» **Dataset excerpts**
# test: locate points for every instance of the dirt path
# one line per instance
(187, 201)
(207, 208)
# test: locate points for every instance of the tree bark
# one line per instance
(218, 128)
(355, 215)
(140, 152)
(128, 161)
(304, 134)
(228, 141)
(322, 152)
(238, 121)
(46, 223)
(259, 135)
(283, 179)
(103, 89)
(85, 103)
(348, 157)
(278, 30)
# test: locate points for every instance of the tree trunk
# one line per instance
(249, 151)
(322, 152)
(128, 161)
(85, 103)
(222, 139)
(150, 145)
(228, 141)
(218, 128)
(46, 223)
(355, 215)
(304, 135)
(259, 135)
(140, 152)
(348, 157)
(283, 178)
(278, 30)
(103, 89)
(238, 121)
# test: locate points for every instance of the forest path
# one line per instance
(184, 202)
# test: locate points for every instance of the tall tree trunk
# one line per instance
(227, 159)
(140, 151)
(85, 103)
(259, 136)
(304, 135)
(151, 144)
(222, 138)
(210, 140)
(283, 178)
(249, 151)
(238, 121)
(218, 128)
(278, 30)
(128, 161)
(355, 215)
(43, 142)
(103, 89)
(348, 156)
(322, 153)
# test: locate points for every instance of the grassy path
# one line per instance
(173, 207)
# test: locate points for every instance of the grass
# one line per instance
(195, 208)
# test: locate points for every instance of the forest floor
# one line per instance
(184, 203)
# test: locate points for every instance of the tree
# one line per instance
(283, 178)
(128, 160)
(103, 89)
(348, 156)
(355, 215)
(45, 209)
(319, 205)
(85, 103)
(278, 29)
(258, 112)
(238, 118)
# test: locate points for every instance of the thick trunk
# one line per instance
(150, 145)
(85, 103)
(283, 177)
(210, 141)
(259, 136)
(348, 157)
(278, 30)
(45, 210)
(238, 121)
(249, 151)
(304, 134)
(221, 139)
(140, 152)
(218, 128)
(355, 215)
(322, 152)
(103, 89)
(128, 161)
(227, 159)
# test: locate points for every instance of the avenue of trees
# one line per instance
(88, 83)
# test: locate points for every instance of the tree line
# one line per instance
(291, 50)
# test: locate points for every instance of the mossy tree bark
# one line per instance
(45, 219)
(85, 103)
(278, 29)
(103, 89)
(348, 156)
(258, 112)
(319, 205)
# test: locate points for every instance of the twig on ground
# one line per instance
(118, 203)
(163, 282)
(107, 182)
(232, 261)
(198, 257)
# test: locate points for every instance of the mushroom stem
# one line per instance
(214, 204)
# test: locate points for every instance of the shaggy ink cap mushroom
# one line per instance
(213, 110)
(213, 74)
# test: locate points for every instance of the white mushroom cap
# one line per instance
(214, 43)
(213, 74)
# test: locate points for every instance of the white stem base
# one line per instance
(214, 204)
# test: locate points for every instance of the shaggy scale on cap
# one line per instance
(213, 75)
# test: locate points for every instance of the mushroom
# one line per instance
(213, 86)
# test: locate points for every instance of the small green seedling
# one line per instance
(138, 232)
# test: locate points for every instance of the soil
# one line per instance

» **Exercise objective**
From the listing above, pick out each line where the word "trunk" appears.

» **Response area**
# test: locate points for every instance of the tree trunk
# test: locate points for every instance of the tall tree trunk
# test: locate points for every instance of the thick trunk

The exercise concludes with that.